» Problem statement: Starting with the line that contains "Objective — one point per instance of the wooden observation" and going on through the last line of the items below, output those lines as a JSON list of strings, one string per line, with blank lines left out.

» Provided records:

%%

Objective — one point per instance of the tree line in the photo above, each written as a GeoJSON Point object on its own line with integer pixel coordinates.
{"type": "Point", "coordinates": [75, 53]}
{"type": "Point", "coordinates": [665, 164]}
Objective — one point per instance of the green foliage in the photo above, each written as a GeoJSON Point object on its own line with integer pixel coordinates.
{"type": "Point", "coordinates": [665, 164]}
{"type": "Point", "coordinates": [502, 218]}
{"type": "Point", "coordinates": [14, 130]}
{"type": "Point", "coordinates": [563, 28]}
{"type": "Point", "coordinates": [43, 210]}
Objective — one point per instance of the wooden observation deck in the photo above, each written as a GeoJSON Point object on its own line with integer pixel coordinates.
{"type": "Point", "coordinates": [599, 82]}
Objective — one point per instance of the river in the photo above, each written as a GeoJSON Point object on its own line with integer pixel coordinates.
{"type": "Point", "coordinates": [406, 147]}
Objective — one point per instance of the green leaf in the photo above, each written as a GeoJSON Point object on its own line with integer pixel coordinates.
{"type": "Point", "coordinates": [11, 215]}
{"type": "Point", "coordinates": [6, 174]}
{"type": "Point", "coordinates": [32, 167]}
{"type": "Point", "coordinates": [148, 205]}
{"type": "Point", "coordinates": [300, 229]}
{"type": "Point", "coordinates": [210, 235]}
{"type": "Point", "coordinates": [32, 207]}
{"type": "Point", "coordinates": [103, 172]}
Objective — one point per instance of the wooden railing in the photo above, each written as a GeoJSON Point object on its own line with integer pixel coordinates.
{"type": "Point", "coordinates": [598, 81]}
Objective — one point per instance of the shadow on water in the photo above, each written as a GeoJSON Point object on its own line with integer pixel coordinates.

%%

» Answer to this exercise:
[
  "Objective — one point per instance of the wooden observation deck in the photo above, each written as a GeoJSON Point object on its own line with integer pixel coordinates.",
  "{\"type\": \"Point\", \"coordinates\": [599, 82]}",
  "Objective — one point per instance of the river in the photo above, each written as a GeoJSON Point object on its own line with integer pixel coordinates.",
  "{\"type\": \"Point\", \"coordinates\": [406, 147]}",
  "Objective — one point per instance of the green leaf in the photo above, each written as a GeoJSON Point object on its own line with integer pixel coordinates.",
  "{\"type\": \"Point\", \"coordinates\": [11, 215]}",
  "{\"type\": \"Point\", \"coordinates\": [6, 174]}",
  "{\"type\": \"Point\", \"coordinates\": [32, 167]}",
  "{\"type\": \"Point\", \"coordinates\": [148, 205]}",
  "{\"type\": \"Point\", \"coordinates\": [300, 229]}",
  "{\"type\": \"Point\", \"coordinates\": [210, 235]}",
  "{\"type\": \"Point\", \"coordinates\": [32, 207]}",
  "{\"type\": \"Point\", \"coordinates\": [103, 172]}",
  "Objective — one point per instance of the wooden railing in the photo above, each written as a GeoJSON Point object on its own line with integer pixel coordinates.",
  "{\"type\": \"Point\", \"coordinates\": [598, 81]}",
  "Objective — one point per instance of the shadow on water in the photo above, each written as a GeoJSON Point object on its own line with integer pixel coordinates."
]